----- INPUT RECORDS -----
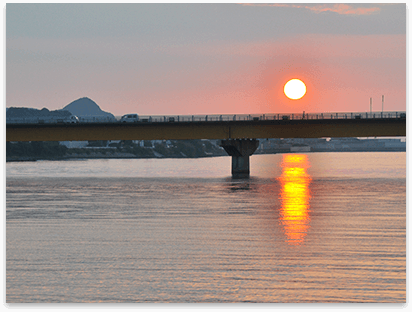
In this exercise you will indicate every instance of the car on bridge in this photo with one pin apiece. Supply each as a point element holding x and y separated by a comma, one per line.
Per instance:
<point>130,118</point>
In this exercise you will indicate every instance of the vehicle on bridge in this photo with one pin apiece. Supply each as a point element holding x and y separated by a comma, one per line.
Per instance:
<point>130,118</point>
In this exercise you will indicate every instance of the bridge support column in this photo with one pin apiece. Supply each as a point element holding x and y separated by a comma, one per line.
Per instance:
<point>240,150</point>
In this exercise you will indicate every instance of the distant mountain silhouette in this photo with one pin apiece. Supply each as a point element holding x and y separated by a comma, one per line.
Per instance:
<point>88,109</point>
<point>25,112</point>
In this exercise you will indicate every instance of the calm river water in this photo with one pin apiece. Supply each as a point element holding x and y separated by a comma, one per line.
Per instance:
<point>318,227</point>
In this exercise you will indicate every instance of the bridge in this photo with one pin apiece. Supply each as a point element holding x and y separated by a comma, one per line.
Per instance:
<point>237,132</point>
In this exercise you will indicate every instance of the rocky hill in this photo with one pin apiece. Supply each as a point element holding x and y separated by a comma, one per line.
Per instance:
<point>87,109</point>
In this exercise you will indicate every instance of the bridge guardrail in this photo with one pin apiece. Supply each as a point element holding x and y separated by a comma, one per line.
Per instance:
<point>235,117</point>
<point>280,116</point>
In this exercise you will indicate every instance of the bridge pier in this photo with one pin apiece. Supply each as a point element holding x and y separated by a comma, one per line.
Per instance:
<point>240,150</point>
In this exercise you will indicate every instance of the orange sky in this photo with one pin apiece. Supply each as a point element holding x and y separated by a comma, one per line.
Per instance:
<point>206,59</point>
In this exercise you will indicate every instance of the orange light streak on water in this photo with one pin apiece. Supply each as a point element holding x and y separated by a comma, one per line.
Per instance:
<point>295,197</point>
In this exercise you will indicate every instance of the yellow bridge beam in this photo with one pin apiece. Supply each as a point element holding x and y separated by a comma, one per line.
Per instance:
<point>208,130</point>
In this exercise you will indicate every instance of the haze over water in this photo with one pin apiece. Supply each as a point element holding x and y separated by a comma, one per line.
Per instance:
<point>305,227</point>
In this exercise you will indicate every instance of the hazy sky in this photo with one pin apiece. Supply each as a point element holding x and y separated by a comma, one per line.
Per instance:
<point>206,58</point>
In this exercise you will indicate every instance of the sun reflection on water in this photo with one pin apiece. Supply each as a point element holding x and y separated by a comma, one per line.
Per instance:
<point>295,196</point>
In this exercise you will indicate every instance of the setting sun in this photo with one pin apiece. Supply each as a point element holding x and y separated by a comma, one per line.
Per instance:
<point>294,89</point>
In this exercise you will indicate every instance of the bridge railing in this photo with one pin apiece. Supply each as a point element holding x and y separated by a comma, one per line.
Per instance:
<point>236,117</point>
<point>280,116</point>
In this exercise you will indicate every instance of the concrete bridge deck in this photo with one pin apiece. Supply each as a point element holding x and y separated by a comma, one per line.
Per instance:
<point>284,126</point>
-----
----- INPUT RECORDS -----
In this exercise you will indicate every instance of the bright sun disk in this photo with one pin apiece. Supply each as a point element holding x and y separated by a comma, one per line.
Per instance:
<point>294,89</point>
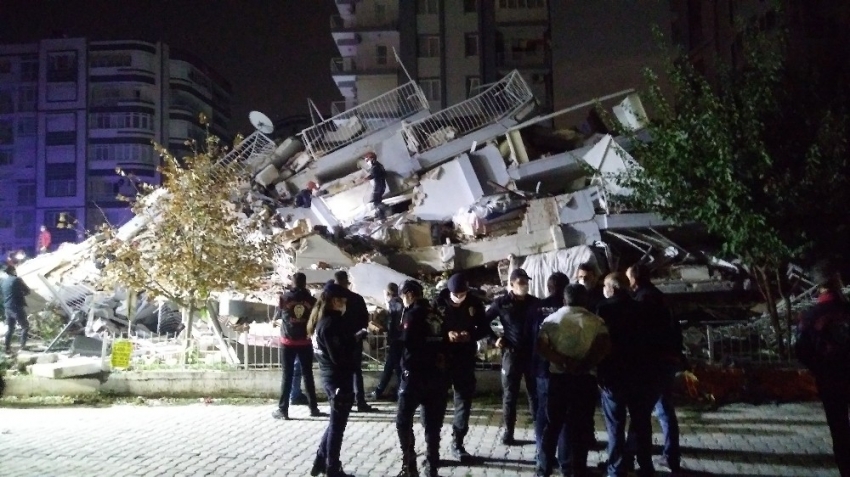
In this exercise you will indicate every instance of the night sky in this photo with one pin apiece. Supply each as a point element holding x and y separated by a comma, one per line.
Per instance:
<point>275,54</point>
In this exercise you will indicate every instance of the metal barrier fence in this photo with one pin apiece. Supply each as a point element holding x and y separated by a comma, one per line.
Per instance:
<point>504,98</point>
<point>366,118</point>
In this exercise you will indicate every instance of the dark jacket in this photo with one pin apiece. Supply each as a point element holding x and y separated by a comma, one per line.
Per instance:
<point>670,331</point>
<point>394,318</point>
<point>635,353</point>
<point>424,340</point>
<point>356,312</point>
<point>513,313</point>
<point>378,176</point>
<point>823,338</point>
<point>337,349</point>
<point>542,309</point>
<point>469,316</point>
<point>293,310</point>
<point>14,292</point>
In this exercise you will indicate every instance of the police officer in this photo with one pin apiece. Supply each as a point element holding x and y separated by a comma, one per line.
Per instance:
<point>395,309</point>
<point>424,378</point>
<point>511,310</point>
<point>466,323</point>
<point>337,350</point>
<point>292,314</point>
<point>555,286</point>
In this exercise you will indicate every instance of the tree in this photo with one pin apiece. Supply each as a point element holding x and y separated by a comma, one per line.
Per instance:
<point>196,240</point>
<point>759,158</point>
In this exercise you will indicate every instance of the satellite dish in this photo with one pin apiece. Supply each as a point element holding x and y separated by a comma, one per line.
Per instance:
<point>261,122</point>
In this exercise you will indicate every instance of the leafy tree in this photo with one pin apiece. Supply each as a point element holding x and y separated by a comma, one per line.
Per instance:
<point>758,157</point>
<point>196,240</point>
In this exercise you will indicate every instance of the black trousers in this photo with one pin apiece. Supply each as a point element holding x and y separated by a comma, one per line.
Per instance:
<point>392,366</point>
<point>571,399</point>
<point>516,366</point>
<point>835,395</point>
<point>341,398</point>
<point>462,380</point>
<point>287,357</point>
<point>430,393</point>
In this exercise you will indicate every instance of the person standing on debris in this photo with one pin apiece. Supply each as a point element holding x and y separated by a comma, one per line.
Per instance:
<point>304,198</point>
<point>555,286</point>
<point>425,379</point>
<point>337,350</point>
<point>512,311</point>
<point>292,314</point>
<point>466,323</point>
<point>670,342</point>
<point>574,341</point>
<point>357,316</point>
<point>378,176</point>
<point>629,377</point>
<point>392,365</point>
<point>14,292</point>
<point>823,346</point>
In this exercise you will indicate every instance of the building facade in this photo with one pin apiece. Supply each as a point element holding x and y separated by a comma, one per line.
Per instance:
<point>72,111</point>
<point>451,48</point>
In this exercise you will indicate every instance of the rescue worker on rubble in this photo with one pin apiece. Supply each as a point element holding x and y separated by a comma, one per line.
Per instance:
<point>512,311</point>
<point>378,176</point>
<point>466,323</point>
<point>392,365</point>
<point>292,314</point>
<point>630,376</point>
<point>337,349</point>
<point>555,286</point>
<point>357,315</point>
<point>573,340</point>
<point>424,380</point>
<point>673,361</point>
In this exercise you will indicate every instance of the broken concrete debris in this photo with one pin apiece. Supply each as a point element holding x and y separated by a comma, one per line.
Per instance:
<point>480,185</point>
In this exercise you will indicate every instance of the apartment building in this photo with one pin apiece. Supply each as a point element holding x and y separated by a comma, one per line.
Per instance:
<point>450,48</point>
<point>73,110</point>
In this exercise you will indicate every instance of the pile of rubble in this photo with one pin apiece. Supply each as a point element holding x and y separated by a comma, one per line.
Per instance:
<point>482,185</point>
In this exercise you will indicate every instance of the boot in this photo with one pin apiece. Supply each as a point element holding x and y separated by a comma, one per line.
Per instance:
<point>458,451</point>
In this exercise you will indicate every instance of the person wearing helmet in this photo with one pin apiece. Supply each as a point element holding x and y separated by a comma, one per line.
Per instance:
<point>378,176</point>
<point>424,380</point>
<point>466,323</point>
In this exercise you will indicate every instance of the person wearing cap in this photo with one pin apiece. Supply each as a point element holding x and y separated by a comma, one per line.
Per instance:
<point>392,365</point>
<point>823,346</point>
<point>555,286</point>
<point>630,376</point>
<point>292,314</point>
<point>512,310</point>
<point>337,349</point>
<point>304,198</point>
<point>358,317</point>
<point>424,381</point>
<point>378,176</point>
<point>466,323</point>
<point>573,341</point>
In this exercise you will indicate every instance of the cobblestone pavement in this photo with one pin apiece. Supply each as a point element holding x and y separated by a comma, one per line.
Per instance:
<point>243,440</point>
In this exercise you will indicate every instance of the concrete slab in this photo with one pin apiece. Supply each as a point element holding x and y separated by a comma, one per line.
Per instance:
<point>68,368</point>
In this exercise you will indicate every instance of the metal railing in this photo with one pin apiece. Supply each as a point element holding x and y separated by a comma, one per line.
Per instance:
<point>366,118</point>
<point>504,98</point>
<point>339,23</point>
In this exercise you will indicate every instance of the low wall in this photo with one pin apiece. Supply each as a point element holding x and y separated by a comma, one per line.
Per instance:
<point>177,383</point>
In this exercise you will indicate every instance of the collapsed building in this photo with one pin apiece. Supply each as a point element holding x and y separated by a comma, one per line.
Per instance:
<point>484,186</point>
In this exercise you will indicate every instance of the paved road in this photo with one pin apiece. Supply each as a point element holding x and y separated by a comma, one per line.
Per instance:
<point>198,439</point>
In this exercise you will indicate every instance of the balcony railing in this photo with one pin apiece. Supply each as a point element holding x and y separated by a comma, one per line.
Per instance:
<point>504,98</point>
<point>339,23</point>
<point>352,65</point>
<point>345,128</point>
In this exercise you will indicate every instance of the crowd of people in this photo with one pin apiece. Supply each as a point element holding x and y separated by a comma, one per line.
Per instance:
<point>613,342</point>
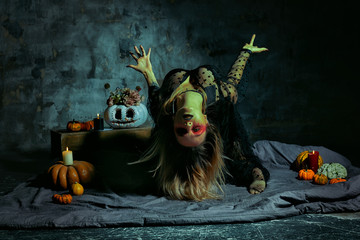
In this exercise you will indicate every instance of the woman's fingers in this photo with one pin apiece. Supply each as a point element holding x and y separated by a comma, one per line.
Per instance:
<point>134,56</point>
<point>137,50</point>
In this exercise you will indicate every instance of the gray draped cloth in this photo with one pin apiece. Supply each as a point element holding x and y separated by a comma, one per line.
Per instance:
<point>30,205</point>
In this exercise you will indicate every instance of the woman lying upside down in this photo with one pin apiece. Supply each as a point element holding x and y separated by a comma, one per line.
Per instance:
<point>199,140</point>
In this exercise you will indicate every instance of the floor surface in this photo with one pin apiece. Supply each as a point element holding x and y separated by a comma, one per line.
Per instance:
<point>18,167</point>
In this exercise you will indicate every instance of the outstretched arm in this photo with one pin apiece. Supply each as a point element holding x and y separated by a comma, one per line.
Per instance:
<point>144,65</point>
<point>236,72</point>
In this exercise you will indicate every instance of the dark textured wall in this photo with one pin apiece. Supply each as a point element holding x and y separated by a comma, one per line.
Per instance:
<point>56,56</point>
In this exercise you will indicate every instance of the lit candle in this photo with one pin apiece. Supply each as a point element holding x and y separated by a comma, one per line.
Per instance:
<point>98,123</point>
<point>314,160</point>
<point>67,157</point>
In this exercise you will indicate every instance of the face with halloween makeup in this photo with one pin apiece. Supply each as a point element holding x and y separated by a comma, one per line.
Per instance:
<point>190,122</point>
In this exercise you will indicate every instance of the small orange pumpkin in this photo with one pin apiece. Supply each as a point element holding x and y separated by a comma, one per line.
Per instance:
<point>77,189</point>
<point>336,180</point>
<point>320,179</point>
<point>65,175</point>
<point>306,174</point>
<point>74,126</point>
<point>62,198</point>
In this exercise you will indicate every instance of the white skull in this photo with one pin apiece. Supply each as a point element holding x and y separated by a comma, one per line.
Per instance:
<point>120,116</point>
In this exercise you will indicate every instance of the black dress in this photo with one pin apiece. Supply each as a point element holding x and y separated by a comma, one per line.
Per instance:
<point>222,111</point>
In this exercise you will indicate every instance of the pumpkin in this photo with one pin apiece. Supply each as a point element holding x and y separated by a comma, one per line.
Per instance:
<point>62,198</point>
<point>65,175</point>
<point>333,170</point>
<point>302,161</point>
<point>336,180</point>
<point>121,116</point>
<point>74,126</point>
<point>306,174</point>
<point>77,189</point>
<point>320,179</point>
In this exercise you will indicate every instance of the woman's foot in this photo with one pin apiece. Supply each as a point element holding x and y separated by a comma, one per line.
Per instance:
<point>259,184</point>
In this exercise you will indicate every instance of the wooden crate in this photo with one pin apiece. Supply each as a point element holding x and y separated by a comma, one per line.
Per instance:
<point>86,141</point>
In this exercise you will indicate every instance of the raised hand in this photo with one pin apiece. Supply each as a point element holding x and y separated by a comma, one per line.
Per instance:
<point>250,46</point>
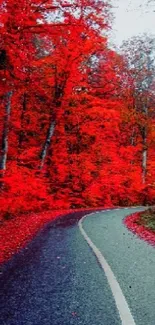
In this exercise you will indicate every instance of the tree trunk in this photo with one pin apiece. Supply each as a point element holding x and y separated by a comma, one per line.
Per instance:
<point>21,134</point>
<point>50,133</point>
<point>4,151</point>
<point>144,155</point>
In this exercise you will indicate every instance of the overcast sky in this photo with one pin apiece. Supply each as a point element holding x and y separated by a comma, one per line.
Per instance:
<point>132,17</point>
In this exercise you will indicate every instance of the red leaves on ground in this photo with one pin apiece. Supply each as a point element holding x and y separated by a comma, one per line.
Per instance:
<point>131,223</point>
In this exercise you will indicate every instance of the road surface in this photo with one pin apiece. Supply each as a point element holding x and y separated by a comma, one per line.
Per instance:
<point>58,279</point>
-----
Reproduce the lines verbatim, starting at the line that contains "In this exercise you will indicate every instance of the raised" and ending at the line that contains "<point>58,279</point>", both included. Omit the pictures from your copy.

In this exercise you will indicate every instance of the raised hand in this photo with one pin apiece. Supply each as a point element holding x and y separated by a comma, one per line.
Per instance:
<point>250,46</point>
In this exercise you will indicate every instance of the tree trunk in this photo with one pin apiece. Supply each as a point element holding x and y separated by a comma, one per line.
Per instance:
<point>21,134</point>
<point>50,133</point>
<point>4,151</point>
<point>144,155</point>
In this exercise you will indicate every instance of the overcast sky in this photo with one pin apiece. Supply each as a point element holding x and y separated by a comma, one per line.
Per instance:
<point>132,17</point>
In this exercise you will indicate every instance of the red leaves on ground in this photo with one pin apiece. Supply each as a point element holding x and y separated by a comma, one per line.
Per instance:
<point>131,223</point>
In this exercise you will indicate every instance of the road surface in this photo with one pin apiece. Supply each as a point element holding x and y separated by a comma, one per line.
Per instance:
<point>58,279</point>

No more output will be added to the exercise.